START SUPPLIED TEXT

A failure for peace': U.N.troops tell of Sarajevo horror

May 18, 1992|By Storer H. Rowley | Storer H. Rowley,Chicago Tribune

BELGRADE, Yugoslavia -- Shaken United Nations peacekeeping troops who escaped from besieged Sarajevo recounted sadly yesterday how the war they came to quell turned its vicious guns on their mission of mercy.

The blue-helmeted soldiers from Argentina, Belgium, Britain, Canada, Denmark, France, Holland, Kenya, Poland, Russia and Sweden had hoped to keep old Yugoslavia's warring ethnic nations from killing each other.

Instead, the bloody conflict that for nearly a year has defied most world appeals for peace exploded in their faces, trapping them in Sarajevo, the savaged capital of Bosnia-Herzegovina. For days, they have been jeered, shelled, sniped at and even held at gunpoint, mostly by Serb irregular militias.

END SUPPLIED TEXT

# QUESTIONS
1. Reproduce the part of the Sarajevo article between "The blue-helmeted soldiers" and "Serb irregular militias.", inclusive.
2. Carry on the article about U.N. peacekeepers escaping Sarajevo, starting after its final sentence.

START PROVIDED INFORMATION

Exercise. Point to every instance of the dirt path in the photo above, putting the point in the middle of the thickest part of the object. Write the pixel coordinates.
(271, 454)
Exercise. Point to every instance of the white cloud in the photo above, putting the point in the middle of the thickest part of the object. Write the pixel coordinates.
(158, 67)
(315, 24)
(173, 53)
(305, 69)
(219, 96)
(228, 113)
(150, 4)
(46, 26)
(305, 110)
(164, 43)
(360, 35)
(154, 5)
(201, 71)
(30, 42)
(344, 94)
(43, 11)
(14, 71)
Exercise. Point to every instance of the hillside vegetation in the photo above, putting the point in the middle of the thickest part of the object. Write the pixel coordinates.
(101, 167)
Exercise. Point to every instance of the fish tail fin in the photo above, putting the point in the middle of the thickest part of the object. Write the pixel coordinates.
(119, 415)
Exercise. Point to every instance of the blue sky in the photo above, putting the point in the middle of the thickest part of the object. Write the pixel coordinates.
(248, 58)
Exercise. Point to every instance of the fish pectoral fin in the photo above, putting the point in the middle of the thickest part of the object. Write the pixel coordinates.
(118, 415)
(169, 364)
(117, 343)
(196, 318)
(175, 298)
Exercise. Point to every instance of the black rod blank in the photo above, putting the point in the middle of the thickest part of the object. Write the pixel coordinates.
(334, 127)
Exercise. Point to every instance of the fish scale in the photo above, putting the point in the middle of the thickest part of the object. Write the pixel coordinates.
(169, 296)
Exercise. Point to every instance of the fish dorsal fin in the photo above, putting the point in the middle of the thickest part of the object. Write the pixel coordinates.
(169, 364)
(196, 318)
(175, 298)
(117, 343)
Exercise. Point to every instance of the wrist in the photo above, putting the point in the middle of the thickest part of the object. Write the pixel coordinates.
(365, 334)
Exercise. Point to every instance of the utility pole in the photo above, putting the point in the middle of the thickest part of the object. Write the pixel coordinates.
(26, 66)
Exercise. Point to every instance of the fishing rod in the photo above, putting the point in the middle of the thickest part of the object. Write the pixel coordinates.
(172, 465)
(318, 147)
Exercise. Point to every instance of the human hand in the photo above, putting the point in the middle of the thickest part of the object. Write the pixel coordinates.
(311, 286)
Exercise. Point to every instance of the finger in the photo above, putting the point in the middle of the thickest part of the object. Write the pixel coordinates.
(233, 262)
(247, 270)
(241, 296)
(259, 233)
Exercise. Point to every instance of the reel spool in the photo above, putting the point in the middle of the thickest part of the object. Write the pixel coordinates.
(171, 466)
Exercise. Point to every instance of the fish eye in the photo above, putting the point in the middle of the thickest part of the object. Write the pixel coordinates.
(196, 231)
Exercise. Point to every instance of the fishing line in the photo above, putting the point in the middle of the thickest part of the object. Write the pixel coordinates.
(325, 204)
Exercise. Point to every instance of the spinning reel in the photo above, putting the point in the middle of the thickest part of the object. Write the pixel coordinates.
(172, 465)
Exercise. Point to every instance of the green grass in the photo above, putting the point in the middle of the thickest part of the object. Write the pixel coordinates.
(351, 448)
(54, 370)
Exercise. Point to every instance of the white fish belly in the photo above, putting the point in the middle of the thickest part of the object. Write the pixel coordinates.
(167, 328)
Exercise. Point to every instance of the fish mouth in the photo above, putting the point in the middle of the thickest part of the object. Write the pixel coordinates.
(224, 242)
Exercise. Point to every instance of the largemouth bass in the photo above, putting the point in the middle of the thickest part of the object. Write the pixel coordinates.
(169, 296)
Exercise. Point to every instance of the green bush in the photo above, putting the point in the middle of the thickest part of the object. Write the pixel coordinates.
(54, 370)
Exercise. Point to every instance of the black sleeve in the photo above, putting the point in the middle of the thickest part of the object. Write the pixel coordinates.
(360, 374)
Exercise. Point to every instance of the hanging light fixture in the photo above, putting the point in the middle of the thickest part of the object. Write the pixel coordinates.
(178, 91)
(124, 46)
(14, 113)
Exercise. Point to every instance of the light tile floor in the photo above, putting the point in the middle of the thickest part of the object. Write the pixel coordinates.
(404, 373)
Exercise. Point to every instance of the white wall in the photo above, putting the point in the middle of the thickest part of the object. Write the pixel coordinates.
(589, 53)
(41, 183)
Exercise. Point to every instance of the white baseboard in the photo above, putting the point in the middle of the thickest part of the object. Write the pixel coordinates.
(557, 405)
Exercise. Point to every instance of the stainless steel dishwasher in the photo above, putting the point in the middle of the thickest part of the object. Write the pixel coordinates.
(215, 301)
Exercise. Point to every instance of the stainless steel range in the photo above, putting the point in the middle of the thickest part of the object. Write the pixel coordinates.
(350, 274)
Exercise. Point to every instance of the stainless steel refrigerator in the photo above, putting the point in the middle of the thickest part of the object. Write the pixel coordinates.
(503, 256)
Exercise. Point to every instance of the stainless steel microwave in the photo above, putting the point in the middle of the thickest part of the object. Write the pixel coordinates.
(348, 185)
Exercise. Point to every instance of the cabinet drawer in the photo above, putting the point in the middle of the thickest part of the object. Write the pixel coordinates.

END PROVIDED INFORMATION

# EXERCISE RESULTS
1.
The blue-helmeted soldiers from Argentina, Belgium, Britain, Canada, Denmark, France, Holland, Kenya, Poland, Russia and Sweden had hoped to keep old Yugoslavia's warring ethnic nations from killing each other.

Instead, the bloody conflict that for nearly a year has defied most world appeals for peace exploded in their faces, trapping them in Sarajevo, the savaged capital of Bosnia-Herzegovina. For days, they have been jeered, shelled, sniped at and even held at gunpoint, mostly by Serb irregular militias.

2.
"I regret leaving Sarajevo, because it's not a humiliation for the U.N., it's a failure for peace," said a discouraged French Gen. Philippe Morillion, deputy commander of the multinational U.N. Protection Force (UNPROFOR) that had tried to set up its headquarters there.

The bulk of that command center, nearly 300 soldiers, withdrew Saturday and yesterday.

Western diplomats in Belgrade said the setback had troubling implications for the credibility and role of the U.N. in a post-Cold War world struggling to come to terms with the violent escalation ethnic nationalism.

"Will international peacekeeping itself be discredited?" asked one foreign analyst. "If this situation is too difficult, will the U.N. only be confined to minor wars and negotiating minor cease-fires?"

The immediate impact of the U.N. exodus was felt by the helpless civilians still trapped in Sarajevo, a city of 560,000 with minimal electricity, food and water supplies. Serb women standing in their gardens on the city's outskirts wept openly as one U.N. convoy pulled out.

Some 1,300 people have died and 700,000 have been left homeless since war broke out in ethnically mixed Bosnia after the former Yugoslav republic declared independence two months ago over the objections of its large Serbian minority.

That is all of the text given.